→ **Excerpts of pointing data**
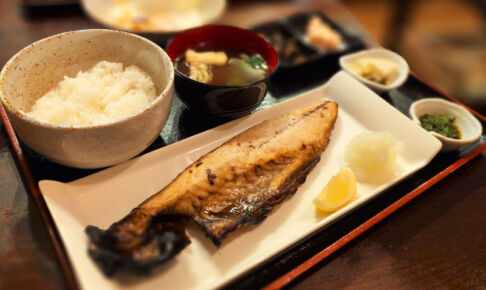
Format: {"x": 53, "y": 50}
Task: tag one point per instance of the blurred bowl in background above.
{"x": 218, "y": 100}
{"x": 39, "y": 67}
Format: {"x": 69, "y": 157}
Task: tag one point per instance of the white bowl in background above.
{"x": 36, "y": 69}
{"x": 468, "y": 125}
{"x": 154, "y": 16}
{"x": 402, "y": 66}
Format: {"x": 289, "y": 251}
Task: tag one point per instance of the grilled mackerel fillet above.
{"x": 237, "y": 183}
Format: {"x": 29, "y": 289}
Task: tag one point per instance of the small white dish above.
{"x": 467, "y": 124}
{"x": 347, "y": 60}
{"x": 108, "y": 195}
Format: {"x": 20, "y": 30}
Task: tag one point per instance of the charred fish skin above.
{"x": 239, "y": 182}
{"x": 164, "y": 239}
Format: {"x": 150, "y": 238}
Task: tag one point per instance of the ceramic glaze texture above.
{"x": 42, "y": 65}
{"x": 469, "y": 127}
{"x": 215, "y": 100}
{"x": 400, "y": 62}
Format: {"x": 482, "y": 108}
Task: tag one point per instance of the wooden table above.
{"x": 436, "y": 241}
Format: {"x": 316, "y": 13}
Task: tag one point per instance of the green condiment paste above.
{"x": 442, "y": 124}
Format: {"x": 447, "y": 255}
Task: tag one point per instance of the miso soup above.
{"x": 222, "y": 67}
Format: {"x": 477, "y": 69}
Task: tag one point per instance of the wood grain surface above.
{"x": 436, "y": 241}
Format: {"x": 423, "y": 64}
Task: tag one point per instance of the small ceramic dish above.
{"x": 218, "y": 100}
{"x": 153, "y": 16}
{"x": 400, "y": 77}
{"x": 470, "y": 128}
{"x": 39, "y": 67}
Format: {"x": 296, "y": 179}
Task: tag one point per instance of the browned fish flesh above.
{"x": 237, "y": 183}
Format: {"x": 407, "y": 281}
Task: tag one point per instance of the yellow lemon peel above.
{"x": 340, "y": 190}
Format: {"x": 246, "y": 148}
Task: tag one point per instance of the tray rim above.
{"x": 285, "y": 278}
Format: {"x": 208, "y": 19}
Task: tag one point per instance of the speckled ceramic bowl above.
{"x": 42, "y": 65}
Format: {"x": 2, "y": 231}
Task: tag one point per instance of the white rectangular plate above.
{"x": 107, "y": 196}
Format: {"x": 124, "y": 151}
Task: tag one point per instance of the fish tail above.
{"x": 164, "y": 238}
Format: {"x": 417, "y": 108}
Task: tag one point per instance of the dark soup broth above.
{"x": 223, "y": 67}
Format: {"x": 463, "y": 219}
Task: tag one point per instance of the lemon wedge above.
{"x": 340, "y": 190}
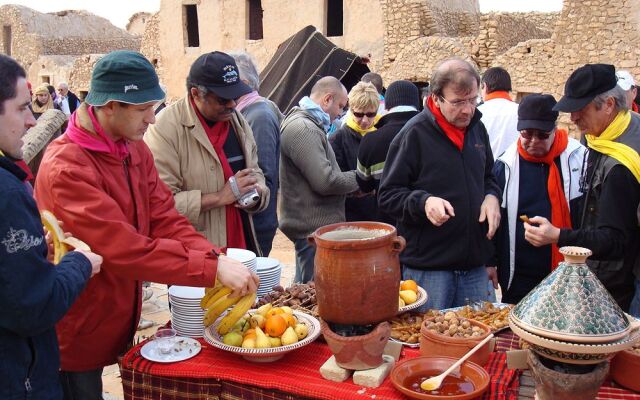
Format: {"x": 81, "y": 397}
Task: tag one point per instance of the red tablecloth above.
{"x": 218, "y": 374}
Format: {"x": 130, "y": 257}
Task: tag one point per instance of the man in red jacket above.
{"x": 100, "y": 179}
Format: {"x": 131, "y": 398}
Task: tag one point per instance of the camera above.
{"x": 249, "y": 199}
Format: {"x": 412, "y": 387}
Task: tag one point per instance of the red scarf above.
{"x": 455, "y": 134}
{"x": 498, "y": 94}
{"x": 217, "y": 135}
{"x": 560, "y": 216}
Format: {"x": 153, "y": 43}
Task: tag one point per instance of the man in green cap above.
{"x": 99, "y": 178}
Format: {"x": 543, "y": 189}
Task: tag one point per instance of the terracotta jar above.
{"x": 434, "y": 344}
{"x": 357, "y": 272}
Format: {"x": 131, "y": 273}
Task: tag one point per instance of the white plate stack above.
{"x": 269, "y": 271}
{"x": 247, "y": 257}
{"x": 186, "y": 314}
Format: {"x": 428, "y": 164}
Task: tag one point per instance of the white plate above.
{"x": 183, "y": 349}
{"x": 186, "y": 292}
{"x": 242, "y": 255}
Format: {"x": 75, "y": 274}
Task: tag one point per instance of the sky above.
{"x": 119, "y": 11}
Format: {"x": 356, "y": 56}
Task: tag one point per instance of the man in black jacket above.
{"x": 439, "y": 185}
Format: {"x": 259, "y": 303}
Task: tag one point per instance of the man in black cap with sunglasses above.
{"x": 539, "y": 175}
{"x": 608, "y": 223}
{"x": 205, "y": 151}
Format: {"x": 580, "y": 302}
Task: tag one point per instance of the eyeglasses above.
{"x": 461, "y": 103}
{"x": 360, "y": 115}
{"x": 530, "y": 133}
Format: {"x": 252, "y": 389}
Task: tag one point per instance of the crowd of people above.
{"x": 158, "y": 197}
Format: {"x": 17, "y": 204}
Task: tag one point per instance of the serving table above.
{"x": 216, "y": 374}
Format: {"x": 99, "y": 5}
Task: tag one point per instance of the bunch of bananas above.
{"x": 61, "y": 243}
{"x": 216, "y": 301}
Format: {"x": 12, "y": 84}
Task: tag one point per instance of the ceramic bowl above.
{"x": 404, "y": 370}
{"x": 434, "y": 344}
{"x": 212, "y": 337}
{"x": 625, "y": 369}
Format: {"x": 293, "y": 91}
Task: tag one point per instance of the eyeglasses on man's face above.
{"x": 528, "y": 134}
{"x": 461, "y": 103}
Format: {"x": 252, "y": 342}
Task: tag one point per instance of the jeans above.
{"x": 83, "y": 385}
{"x": 446, "y": 289}
{"x": 305, "y": 254}
{"x": 634, "y": 309}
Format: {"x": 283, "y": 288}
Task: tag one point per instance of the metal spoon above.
{"x": 435, "y": 382}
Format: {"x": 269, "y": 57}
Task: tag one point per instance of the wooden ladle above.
{"x": 435, "y": 382}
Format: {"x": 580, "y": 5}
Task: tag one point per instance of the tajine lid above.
{"x": 571, "y": 304}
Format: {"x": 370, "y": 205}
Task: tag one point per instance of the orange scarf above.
{"x": 498, "y": 94}
{"x": 560, "y": 216}
{"x": 456, "y": 135}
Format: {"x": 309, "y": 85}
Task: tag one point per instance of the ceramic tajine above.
{"x": 572, "y": 305}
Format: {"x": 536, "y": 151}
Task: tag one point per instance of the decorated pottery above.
{"x": 357, "y": 272}
{"x": 572, "y": 305}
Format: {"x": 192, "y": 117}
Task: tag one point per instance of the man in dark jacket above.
{"x": 34, "y": 294}
{"x": 402, "y": 103}
{"x": 608, "y": 221}
{"x": 439, "y": 185}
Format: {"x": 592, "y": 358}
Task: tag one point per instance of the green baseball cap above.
{"x": 124, "y": 76}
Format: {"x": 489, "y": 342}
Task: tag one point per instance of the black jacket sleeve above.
{"x": 616, "y": 223}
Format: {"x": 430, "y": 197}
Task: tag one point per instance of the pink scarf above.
{"x": 247, "y": 100}
{"x": 100, "y": 143}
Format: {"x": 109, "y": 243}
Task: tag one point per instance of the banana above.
{"x": 217, "y": 296}
{"x": 51, "y": 223}
{"x": 236, "y": 313}
{"x": 218, "y": 308}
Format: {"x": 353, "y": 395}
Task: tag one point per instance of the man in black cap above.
{"x": 205, "y": 151}
{"x": 608, "y": 221}
{"x": 100, "y": 180}
{"x": 539, "y": 175}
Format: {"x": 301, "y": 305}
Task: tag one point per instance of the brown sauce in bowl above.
{"x": 453, "y": 384}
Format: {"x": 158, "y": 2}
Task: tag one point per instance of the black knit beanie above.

→ **WORK TO COMPLETE**
Exclude the pictures. Write out the remaining data exactly.

→ **WRITTEN ANSWER**
Format: {"x": 53, "y": 50}
Task: tag one point per instance of the blurred bowl in background above.
{"x": 218, "y": 100}
{"x": 39, "y": 67}
Format: {"x": 69, "y": 157}
Task: tag one point per instance of the white bowl in background above.
{"x": 36, "y": 69}
{"x": 468, "y": 125}
{"x": 154, "y": 16}
{"x": 402, "y": 66}
Format: {"x": 289, "y": 251}
Task: tag one point per instance of the grilled mackerel fillet above.
{"x": 237, "y": 183}
Format: {"x": 29, "y": 289}
Task: tag one point per instance of the small white dish above.
{"x": 467, "y": 124}
{"x": 347, "y": 60}
{"x": 108, "y": 195}
Format: {"x": 20, "y": 30}
Task: tag one point per instance of the charred fish skin above.
{"x": 239, "y": 182}
{"x": 164, "y": 239}
Format: {"x": 150, "y": 238}
Task: tag one point per instance of the ceramic glaze texture above.
{"x": 42, "y": 65}
{"x": 469, "y": 127}
{"x": 215, "y": 100}
{"x": 400, "y": 62}
Format: {"x": 482, "y": 108}
Task: tag one point per instance of the wooden table above.
{"x": 436, "y": 241}
Format: {"x": 316, "y": 13}
Task: tag one point per instance of the green condiment paste above.
{"x": 442, "y": 124}
Format: {"x": 447, "y": 255}
Task: tag one point per instance of the miso soup above.
{"x": 222, "y": 67}
Format: {"x": 477, "y": 69}
Task: tag one point per instance of the wood grain surface above.
{"x": 436, "y": 241}
Format: {"x": 423, "y": 64}
Task: tag one point per instance of the small ceramic dish above.
{"x": 218, "y": 100}
{"x": 153, "y": 16}
{"x": 400, "y": 77}
{"x": 470, "y": 128}
{"x": 39, "y": 67}
Format: {"x": 296, "y": 179}
Task: tag one point per instance of the browned fish flesh above.
{"x": 237, "y": 183}
Format: {"x": 407, "y": 281}
Task: tag one point per instance of the yellow lemon peel above.
{"x": 340, "y": 190}
Format: {"x": 246, "y": 148}
Task: tag one point per instance of the tray rim above.
{"x": 285, "y": 278}
Format: {"x": 208, "y": 19}
Task: tag one point per instance of the speckled ceramic bowl above.
{"x": 42, "y": 65}
Format: {"x": 2, "y": 231}
Task: tag one point per instance of the white rectangular plate above.
{"x": 107, "y": 196}
Format: {"x": 124, "y": 151}
Task: tag one point per instance of the fish tail above.
{"x": 164, "y": 238}
Format: {"x": 417, "y": 108}
Task: tag one point per instance of the dark soup broth above.
{"x": 223, "y": 67}
Format: {"x": 463, "y": 219}
Task: tag one point per instance of the lemon wedge above.
{"x": 340, "y": 190}
Format: {"x": 81, "y": 397}
Task: tag one point per instance of the red tablecloth above.
{"x": 218, "y": 374}
Format: {"x": 130, "y": 257}
Task: tag one point per instance of the man in red jacket above.
{"x": 100, "y": 179}
Format: {"x": 131, "y": 398}
Task: tag one point per instance of the camera above.
{"x": 249, "y": 199}
Format: {"x": 412, "y": 387}
Task: tag one point per instance of the red scarf above.
{"x": 455, "y": 134}
{"x": 498, "y": 94}
{"x": 217, "y": 135}
{"x": 560, "y": 216}
Format: {"x": 153, "y": 43}
Task: tag one point per instance of the man in green cap above.
{"x": 99, "y": 178}
Format: {"x": 543, "y": 189}
Task: tag one point per instance of the terracotta jar above.
{"x": 434, "y": 344}
{"x": 357, "y": 272}
Format: {"x": 131, "y": 273}
Task: tag one point per instance of the white plate stack above.
{"x": 269, "y": 271}
{"x": 247, "y": 257}
{"x": 186, "y": 314}
Format: {"x": 428, "y": 164}
Task: tag one point per instance of the white plate above.
{"x": 183, "y": 349}
{"x": 186, "y": 292}
{"x": 242, "y": 255}
Format: {"x": 75, "y": 274}
Task: tag one point per instance of the sky above.
{"x": 119, "y": 11}
Format: {"x": 356, "y": 56}
Task: tag one point per instance of the man in black jacket above.
{"x": 439, "y": 185}
Format: {"x": 259, "y": 303}
Task: tag one point per instance of the man in black cap with sunglasses above.
{"x": 539, "y": 175}
{"x": 608, "y": 223}
{"x": 205, "y": 151}
Format: {"x": 580, "y": 302}
Task: tag one point per instance of the eyeglasses above.
{"x": 461, "y": 103}
{"x": 360, "y": 115}
{"x": 530, "y": 133}
Format: {"x": 252, "y": 389}
Task: tag one point per instance of the crowd of people above.
{"x": 158, "y": 197}
Format: {"x": 17, "y": 204}
Task: tag one point per instance of the serving table above.
{"x": 216, "y": 374}
Format: {"x": 99, "y": 5}
Task: tag one point per instance of the bunch of bananas above.
{"x": 61, "y": 243}
{"x": 216, "y": 301}
Format: {"x": 12, "y": 84}
Task: tag one point per instance of the ceramic bowl above.
{"x": 404, "y": 370}
{"x": 434, "y": 344}
{"x": 212, "y": 337}
{"x": 625, "y": 369}
Format: {"x": 293, "y": 91}
Task: tag one point per instance of the eyeglasses on man's face above.
{"x": 528, "y": 134}
{"x": 461, "y": 103}
Format: {"x": 252, "y": 342}
Task: tag one point per instance of the jeans above.
{"x": 83, "y": 385}
{"x": 446, "y": 289}
{"x": 305, "y": 254}
{"x": 634, "y": 309}
Format: {"x": 283, "y": 288}
Task: tag one point per instance of the metal spoon above.
{"x": 435, "y": 382}
Format: {"x": 269, "y": 57}
Task: tag one point per instance of the wooden ladle above.
{"x": 435, "y": 382}
Format: {"x": 580, "y": 5}
Task: tag one point per instance of the tajine lid above.
{"x": 571, "y": 304}
Format: {"x": 370, "y": 205}
Task: tag one point per instance of the orange scarf above.
{"x": 498, "y": 94}
{"x": 560, "y": 216}
{"x": 456, "y": 135}
Format: {"x": 309, "y": 85}
Task: tag one point per instance of the ceramic tajine above.
{"x": 572, "y": 305}
Format: {"x": 536, "y": 151}
Task: tag one point per instance of the decorated pottery above.
{"x": 357, "y": 272}
{"x": 572, "y": 305}
Format: {"x": 192, "y": 117}
Task: tag one point per instance of the man in dark jacket above.
{"x": 34, "y": 294}
{"x": 402, "y": 103}
{"x": 608, "y": 221}
{"x": 439, "y": 185}
Format: {"x": 592, "y": 358}
Task: tag one point per instance of the green baseball cap above.
{"x": 124, "y": 76}
Format: {"x": 489, "y": 342}
Task: tag one point per instance of the black jacket sleeve above.
{"x": 616, "y": 223}
Format: {"x": 430, "y": 197}
Task: tag one point per instance of the pink scarf above.
{"x": 247, "y": 100}
{"x": 100, "y": 143}
Format: {"x": 109, "y": 243}
Task: tag one point per instance of the banana above.
{"x": 217, "y": 296}
{"x": 51, "y": 223}
{"x": 236, "y": 313}
{"x": 218, "y": 308}
Format: {"x": 353, "y": 395}
Task: tag one point per instance of the man in black cap above.
{"x": 205, "y": 151}
{"x": 608, "y": 221}
{"x": 100, "y": 180}
{"x": 539, "y": 175}
Format: {"x": 301, "y": 305}
Task: tag one point per instance of the brown sauce in bowl above.
{"x": 453, "y": 384}
Format: {"x": 158, "y": 2}
Task: tag one point per instance of the black knit beanie above.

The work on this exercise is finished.